* **Stated task**
Please report how many lines in the rows below contain the string "through". Give only the number.

— begin The input —

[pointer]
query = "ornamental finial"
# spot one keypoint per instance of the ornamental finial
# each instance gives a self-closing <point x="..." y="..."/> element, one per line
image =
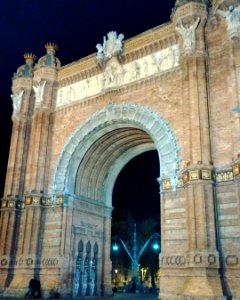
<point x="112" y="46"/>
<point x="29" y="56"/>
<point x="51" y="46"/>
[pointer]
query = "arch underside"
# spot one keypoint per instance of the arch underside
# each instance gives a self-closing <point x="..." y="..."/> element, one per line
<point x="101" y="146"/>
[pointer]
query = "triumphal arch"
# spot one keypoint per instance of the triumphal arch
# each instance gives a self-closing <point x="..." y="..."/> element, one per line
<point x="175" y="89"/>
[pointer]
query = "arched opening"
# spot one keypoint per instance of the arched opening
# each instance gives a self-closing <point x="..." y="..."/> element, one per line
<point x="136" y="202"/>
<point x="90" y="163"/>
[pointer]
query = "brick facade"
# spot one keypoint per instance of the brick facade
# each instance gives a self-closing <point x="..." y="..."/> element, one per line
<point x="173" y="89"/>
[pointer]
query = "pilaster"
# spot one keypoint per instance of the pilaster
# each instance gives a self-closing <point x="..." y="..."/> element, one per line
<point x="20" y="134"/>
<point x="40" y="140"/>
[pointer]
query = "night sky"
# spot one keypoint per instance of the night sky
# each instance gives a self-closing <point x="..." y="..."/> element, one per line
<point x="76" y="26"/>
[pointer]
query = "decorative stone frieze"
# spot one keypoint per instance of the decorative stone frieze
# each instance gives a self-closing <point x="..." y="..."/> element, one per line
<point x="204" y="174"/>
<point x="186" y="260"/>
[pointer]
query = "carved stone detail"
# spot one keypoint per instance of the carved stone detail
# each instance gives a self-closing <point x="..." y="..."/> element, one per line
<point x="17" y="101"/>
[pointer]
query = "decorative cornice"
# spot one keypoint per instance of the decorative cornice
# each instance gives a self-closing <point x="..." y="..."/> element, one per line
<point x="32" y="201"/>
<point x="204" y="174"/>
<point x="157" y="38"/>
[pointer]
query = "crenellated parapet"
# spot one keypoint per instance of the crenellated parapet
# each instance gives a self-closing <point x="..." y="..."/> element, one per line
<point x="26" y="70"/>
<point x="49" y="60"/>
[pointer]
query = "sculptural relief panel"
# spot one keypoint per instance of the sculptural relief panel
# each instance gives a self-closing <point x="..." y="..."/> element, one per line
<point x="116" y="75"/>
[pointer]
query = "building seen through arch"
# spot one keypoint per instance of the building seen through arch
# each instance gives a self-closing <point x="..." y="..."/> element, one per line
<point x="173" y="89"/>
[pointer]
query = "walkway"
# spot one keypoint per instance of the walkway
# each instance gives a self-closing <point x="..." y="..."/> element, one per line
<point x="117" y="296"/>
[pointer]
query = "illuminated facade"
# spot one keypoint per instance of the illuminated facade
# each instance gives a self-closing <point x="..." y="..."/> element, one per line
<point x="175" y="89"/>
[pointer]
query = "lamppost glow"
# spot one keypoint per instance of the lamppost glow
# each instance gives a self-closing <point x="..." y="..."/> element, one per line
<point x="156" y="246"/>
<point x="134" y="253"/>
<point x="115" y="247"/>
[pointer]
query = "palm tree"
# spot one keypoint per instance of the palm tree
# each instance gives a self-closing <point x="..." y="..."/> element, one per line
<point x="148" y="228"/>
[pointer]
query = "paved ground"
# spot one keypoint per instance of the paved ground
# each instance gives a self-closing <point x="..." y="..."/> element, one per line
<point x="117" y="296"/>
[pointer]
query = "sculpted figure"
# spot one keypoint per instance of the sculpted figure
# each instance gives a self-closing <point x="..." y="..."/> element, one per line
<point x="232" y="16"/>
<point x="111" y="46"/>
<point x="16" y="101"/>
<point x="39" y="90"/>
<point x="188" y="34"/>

— end The input —
— begin The input —

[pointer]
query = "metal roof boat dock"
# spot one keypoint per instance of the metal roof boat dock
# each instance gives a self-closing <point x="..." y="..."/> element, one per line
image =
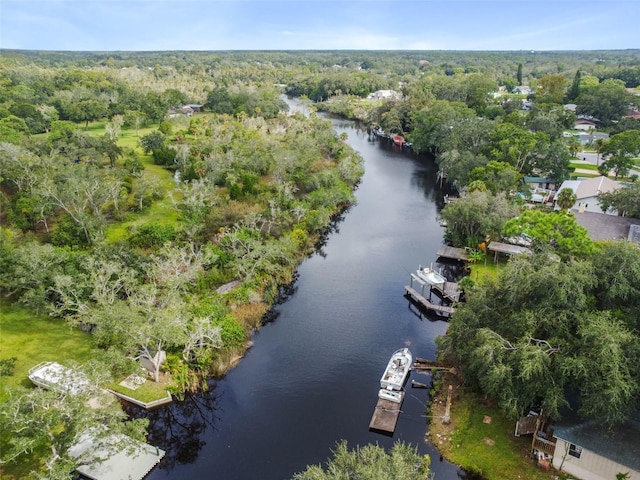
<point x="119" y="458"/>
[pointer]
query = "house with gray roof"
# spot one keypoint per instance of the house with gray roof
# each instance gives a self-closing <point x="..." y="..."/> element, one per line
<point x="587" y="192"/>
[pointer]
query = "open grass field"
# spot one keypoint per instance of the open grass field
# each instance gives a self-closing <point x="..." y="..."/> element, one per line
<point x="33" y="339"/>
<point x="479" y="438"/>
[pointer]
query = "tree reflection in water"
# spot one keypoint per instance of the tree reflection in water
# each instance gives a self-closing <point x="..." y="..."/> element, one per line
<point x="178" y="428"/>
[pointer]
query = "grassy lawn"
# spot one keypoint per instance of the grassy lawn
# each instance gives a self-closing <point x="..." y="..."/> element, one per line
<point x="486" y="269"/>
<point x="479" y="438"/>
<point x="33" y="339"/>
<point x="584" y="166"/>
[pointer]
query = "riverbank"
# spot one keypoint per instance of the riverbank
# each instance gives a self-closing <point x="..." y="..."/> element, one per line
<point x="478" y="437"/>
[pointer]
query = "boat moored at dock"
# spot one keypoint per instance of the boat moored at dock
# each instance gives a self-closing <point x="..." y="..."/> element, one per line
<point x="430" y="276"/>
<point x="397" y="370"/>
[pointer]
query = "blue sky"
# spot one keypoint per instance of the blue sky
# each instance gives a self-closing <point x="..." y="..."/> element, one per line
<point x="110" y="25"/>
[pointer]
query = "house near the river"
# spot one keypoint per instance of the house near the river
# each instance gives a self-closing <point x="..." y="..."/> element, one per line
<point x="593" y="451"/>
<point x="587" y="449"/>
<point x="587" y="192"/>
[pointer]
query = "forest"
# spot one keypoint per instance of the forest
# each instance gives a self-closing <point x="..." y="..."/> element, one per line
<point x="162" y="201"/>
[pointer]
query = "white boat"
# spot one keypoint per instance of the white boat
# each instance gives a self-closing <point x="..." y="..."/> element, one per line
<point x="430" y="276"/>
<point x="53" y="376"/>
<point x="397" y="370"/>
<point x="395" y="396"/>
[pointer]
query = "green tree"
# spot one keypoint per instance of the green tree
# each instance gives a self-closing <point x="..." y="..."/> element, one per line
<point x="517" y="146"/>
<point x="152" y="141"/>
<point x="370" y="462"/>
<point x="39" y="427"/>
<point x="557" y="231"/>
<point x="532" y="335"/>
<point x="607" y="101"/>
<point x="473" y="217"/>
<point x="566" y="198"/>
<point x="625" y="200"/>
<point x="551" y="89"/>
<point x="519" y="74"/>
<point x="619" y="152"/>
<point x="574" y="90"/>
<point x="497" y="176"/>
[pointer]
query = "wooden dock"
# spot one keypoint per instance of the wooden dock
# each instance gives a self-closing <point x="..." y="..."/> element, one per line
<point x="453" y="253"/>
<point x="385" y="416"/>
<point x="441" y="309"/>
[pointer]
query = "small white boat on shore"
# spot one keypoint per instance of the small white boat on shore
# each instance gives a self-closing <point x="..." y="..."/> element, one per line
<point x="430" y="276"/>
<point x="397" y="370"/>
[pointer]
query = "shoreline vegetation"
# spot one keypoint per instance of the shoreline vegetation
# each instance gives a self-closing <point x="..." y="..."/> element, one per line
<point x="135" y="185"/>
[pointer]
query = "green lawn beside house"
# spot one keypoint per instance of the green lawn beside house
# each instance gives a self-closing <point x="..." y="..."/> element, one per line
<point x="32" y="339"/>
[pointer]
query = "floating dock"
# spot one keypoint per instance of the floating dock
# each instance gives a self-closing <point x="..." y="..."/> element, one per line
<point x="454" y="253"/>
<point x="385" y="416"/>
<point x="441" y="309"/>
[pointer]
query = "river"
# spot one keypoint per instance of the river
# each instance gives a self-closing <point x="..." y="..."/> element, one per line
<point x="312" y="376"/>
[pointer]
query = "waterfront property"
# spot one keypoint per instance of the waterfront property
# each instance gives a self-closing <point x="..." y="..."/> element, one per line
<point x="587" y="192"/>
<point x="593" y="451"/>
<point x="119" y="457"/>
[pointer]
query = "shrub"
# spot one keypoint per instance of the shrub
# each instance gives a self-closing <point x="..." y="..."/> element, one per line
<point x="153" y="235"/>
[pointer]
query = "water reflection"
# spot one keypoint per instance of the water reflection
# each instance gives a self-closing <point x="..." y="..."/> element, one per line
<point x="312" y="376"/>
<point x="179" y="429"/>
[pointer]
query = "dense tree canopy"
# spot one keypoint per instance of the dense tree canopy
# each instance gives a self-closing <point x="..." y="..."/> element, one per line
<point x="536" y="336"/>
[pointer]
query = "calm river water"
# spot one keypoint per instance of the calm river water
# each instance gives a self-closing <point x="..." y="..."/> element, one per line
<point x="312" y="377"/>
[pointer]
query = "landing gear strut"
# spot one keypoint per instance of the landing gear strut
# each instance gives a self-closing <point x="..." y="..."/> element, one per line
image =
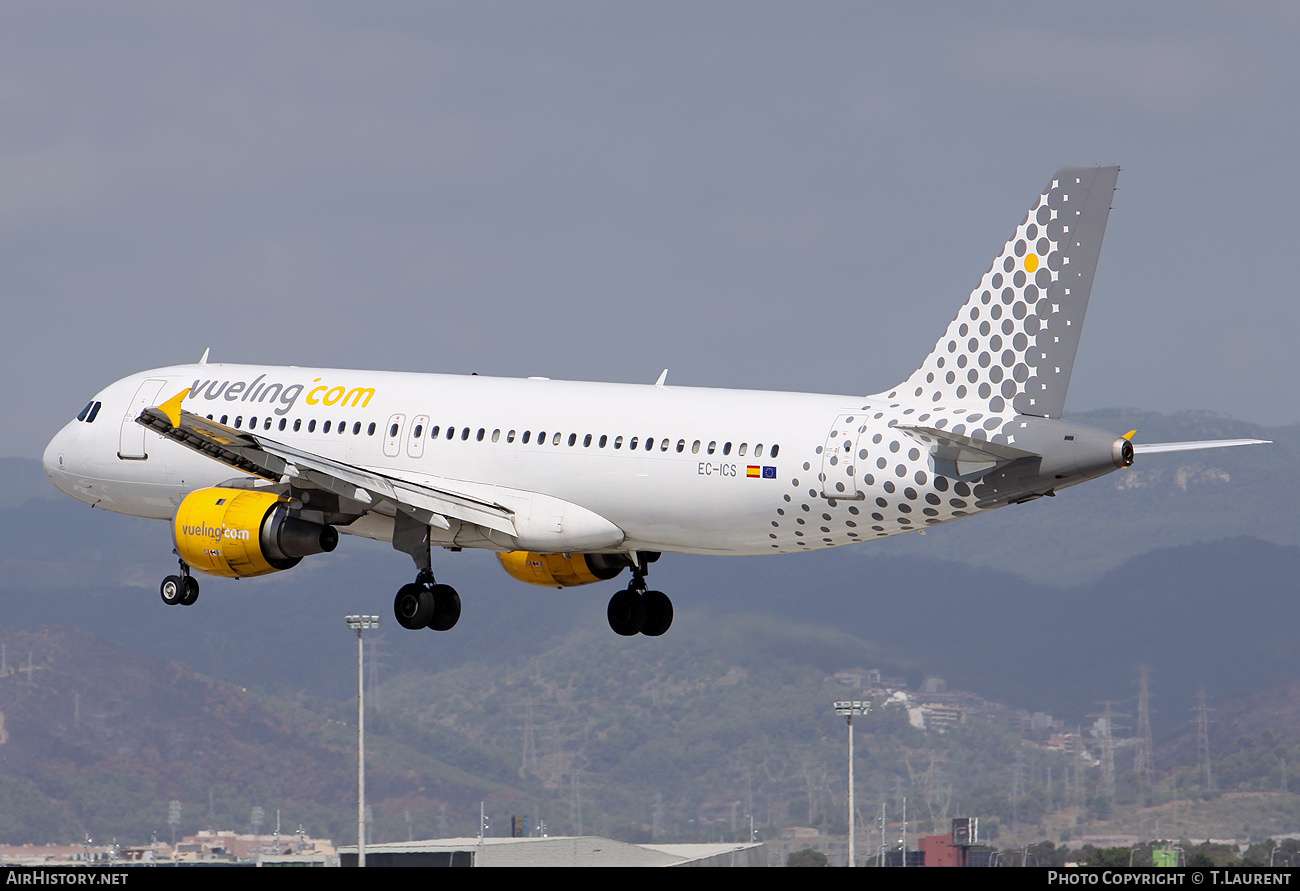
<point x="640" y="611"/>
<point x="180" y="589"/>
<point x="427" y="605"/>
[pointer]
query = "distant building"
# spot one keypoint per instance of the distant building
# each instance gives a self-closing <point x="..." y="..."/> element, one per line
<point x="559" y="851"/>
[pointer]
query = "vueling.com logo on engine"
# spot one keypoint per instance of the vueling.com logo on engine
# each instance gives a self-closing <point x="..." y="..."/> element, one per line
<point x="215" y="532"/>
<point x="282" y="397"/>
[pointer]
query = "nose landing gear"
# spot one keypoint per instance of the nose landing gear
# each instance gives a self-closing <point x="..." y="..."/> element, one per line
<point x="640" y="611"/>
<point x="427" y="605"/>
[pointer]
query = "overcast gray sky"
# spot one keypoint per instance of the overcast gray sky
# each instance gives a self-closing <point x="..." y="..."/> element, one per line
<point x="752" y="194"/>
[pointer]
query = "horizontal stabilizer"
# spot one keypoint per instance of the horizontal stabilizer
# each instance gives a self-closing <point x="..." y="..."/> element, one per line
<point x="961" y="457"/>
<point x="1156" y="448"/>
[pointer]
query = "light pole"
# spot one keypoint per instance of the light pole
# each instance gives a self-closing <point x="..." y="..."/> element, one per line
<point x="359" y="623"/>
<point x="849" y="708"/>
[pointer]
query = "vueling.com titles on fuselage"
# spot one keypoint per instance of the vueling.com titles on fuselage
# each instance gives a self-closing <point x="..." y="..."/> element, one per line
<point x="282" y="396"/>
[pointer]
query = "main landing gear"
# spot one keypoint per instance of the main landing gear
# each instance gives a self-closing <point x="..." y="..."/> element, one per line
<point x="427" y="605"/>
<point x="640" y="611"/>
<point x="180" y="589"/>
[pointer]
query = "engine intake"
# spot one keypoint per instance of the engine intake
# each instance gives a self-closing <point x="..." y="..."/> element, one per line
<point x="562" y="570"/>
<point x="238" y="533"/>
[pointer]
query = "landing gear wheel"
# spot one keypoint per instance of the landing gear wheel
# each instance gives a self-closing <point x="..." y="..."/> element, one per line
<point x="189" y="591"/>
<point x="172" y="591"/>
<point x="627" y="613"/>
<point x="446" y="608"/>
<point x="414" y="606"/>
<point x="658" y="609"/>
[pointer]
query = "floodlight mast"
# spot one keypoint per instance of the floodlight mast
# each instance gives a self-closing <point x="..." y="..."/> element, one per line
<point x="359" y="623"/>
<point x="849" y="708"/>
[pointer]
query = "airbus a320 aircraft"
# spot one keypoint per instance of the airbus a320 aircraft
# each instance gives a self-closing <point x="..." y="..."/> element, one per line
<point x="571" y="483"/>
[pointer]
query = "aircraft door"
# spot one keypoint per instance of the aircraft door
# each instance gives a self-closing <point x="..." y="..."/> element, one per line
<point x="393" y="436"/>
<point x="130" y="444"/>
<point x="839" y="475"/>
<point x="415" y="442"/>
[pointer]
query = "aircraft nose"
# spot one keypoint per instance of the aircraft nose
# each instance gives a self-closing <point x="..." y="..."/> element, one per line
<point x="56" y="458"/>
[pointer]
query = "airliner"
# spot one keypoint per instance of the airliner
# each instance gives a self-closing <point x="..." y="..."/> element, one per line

— end The input —

* **Result of the task**
2